**Written task:** Quote the post below on bootstrapping TLS trust in a Kubernetes cluster in full, word for word.

**Text provided:**
- Opening Delimiter -

Bootstrapping trust in a Kubernetes cluster: cert-manager, an internal CA, and kubelet TLS

Table of Contents

With Talos under the cluster, Cilium handling the network, and Linstor providing storage, pods can talk to each other and persist data. They’re still doing most of it over self-signed TLS that nothing on either side trusts. That’s what this post fixes.

The reason it stays broken for so long is that Kubernetes doesn’t make it loudly broken. A pod hitting another pod’s https:// endpoint with InsecureSkipVerify gets a green response. kubectl logs works because it talks to the apiserver, not directly to the kubelet, and the apiserver’s connection to the kubelet defaults to no verification at all. There’s no error message telling you that half your control-plane traffic is unverified. You have to know.

The fix is three pieces:

cert-manager with a self-signed internal CA, so anything in the cluster can ask for a TLS cert and get one.
trust-manager to ship that CA to every namespace as a mountable ConfigMap, so workloads can actually verify what cert-manager hands out.
A CSR approver so the kubelet itself gets a serving cert signed by a CA the cluster knows about, instead of a self-signed one that nothing trusts.

Plus a Let’s Encrypt issuer for anything that faces the public internet. None of these are Talos-specific; they’re the same shape on any distro. The only Talos-shaped bit is one line in the machine config that turns on kubelet serving cert rotation.

What “TLS” means in a default Kubernetes cluster #

Before adding anything, it’s worth being precise about what’s already encrypted and what isn’t.

- Closing Delimiter -

**Supplied information:**
- Opening Delimiter -

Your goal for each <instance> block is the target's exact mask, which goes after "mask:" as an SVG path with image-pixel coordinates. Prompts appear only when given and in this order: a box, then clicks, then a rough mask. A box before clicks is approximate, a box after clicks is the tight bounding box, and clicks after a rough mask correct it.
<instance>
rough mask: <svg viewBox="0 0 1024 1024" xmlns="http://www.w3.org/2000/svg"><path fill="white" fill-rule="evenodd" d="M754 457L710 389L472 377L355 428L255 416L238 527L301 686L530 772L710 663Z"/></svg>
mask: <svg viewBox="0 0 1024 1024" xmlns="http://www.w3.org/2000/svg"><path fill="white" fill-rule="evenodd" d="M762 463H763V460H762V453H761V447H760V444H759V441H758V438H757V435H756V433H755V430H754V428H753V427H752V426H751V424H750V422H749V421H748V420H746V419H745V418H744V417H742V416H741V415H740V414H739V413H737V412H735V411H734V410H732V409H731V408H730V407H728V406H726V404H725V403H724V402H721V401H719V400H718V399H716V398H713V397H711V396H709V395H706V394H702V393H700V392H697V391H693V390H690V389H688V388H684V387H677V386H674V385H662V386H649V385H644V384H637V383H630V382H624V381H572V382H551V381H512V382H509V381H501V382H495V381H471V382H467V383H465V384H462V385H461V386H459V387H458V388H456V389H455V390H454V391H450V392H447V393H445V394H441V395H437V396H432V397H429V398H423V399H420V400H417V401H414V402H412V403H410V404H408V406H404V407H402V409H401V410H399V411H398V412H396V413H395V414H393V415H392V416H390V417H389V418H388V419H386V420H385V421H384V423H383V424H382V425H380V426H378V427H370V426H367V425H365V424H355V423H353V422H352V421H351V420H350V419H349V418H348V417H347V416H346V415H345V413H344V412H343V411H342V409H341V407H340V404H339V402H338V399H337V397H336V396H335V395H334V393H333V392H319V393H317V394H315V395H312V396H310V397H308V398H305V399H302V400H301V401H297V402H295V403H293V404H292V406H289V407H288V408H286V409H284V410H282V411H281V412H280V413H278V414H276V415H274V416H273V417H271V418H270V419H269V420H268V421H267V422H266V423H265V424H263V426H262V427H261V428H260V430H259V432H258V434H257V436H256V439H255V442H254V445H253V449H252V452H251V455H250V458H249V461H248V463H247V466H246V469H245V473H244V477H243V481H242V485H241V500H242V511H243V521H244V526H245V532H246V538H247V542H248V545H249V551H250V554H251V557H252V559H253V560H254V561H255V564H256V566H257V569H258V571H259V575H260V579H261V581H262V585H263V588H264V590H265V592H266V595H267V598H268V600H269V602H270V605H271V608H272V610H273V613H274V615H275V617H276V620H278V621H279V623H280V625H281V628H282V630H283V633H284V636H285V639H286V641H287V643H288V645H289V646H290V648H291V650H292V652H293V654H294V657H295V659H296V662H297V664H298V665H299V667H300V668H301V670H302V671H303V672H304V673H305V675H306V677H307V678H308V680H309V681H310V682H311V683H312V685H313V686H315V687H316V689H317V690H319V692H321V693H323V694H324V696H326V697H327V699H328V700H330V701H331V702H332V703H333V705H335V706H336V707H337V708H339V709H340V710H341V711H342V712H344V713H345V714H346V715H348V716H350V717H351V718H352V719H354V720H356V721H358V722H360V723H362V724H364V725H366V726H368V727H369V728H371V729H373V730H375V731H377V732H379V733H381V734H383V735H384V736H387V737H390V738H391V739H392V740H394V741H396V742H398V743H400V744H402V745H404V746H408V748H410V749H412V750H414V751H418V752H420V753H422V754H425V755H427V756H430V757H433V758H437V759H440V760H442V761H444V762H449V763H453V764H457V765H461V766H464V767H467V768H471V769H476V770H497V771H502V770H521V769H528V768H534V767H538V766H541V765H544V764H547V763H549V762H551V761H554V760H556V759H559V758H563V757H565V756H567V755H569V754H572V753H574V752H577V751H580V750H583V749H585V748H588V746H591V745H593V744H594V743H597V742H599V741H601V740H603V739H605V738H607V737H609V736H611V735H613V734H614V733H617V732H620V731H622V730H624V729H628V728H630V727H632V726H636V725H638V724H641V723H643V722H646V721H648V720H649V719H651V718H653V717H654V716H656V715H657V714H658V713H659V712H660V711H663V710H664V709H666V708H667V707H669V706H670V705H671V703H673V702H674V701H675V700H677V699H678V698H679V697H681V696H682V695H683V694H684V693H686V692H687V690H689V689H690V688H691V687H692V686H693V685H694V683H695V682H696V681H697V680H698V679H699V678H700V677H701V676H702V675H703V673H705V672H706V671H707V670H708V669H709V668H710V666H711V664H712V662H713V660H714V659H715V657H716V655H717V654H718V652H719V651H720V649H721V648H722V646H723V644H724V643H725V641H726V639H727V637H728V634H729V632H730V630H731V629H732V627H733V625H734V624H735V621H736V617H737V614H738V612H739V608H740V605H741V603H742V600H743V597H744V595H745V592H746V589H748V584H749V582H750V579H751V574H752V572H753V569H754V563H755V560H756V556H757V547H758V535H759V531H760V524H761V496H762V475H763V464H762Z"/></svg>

- Closing Delimiter -

**Exercise output:**
Bootstrapping trust in a Kubernetes cluster: cert-manager, an internal CA, and kubelet TLS

Table of Contents

With Talos under the cluster, Cilium handling the network, and Linstor providing storage, pods can talk to each other and persist data. They’re still doing most of it over self-signed TLS that nothing on either side trusts. That’s what this post fixes.

The reason it stays broken for so long is that Kubernetes doesn’t make it loudly broken. A pod hitting another pod’s https:// endpoint with InsecureSkipVerify gets a green response. kubectl logs works because it talks to the apiserver, not directly to the kubelet, and the apiserver’s connection to the kubelet defaults to no verification at all. There’s no error message telling you that half your control-plane traffic is unverified. You have to know.

The fix is three pieces:

cert-manager with a self-signed internal CA, so anything in the cluster can ask for a TLS cert and get one.
trust-manager to ship that CA to every namespace as a mountable ConfigMap, so workloads can actually verify what cert-manager hands out.
A CSR approver so the kubelet itself gets a serving cert signed by a CA the cluster knows about, instead of a self-signed one that nothing trusts.

Plus a Let’s Encrypt issuer for anything that faces the public internet. None of these are Talos-specific; they’re the same shape on any distro. The only Talos-shaped bit is one line in the machine config that turns on kubelet serving cert rotation.

What “TLS” means in a default Kubernetes cluster #

Before adding anything, it’s worth being precise about what’s already encrypted and what isn’t.